• Excerpt to read
╭──
Error while running 2_run_pbt.py in multisession tutorial.

Question

Error while running 2_run_pbt.py in multisession tutorial.

Closed this issue 8 months ago · 4 comments

Hi Andrew,

I am currently running a multisession tutorial in jupyter notebook on a windows 11 64bit PC with lfads_torch installed.
It was working fine until 1_data_prep.ipynb, but while running 2_run_pbt.py the following error occurred.
I would appreciate it if you could tell me how to deal with it.

2024-01-02 19:01:01,090 ERROR serialization.py:371 -- Failed to unpickle serialized exception
Traceback (most recent call last):
File "C:\ProgramData\Anaconda3\envs\lfads-torch\lib\site-packages\ray\exceptions.py", line 46, in from_ray_exception
return pickle.loads(ray_exception.serialized_exception)
╰──
• Required work
(1) In the thread about the 2_run_pbt.py error, which notebook ran without problems before the error appeared?
(2) Pick up the thread about the 2_run_pbt.py error right after its last line and carry it on.

• Recorded information
╭──
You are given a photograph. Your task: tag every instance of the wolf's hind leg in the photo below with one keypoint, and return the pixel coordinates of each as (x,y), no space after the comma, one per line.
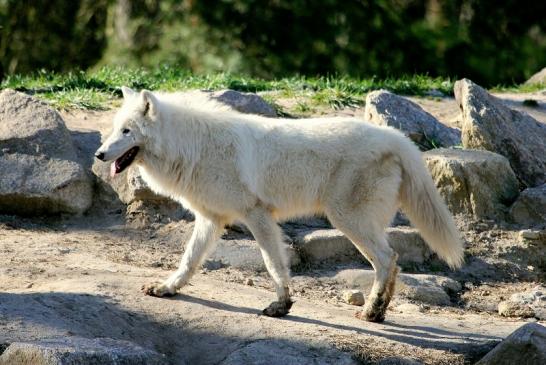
╰──
• Exercise results
(1) 1_data_prep.ipynb

(2)
TypeError: init() missing 1 required positional argument: 'missing_cfg_file'

The above exception was the direct cause of the following exception:

Traceback (most recent call last):
File "C:\ProgramData\Anaconda3\envs\lfads-torch\lib\site-packages\ray_private\serialization.py", line 369, in deserialize_objects
obj = self._deserialize_object(data, metadata, object_ref)
File "C:\ProgramData\Anaconda3\envs\lfads-torch\lib\site-packages\ray_private\serialization.py", line 275, in _deserialize_object
return RayError.from_bytes(obj)
File "C:\ProgramData\Anaconda3\envs\lfads-torch\lib\site-packages\ray\exceptions.py", line 40, in from_bytes
return RayError.from_ray_exception(ray_exception)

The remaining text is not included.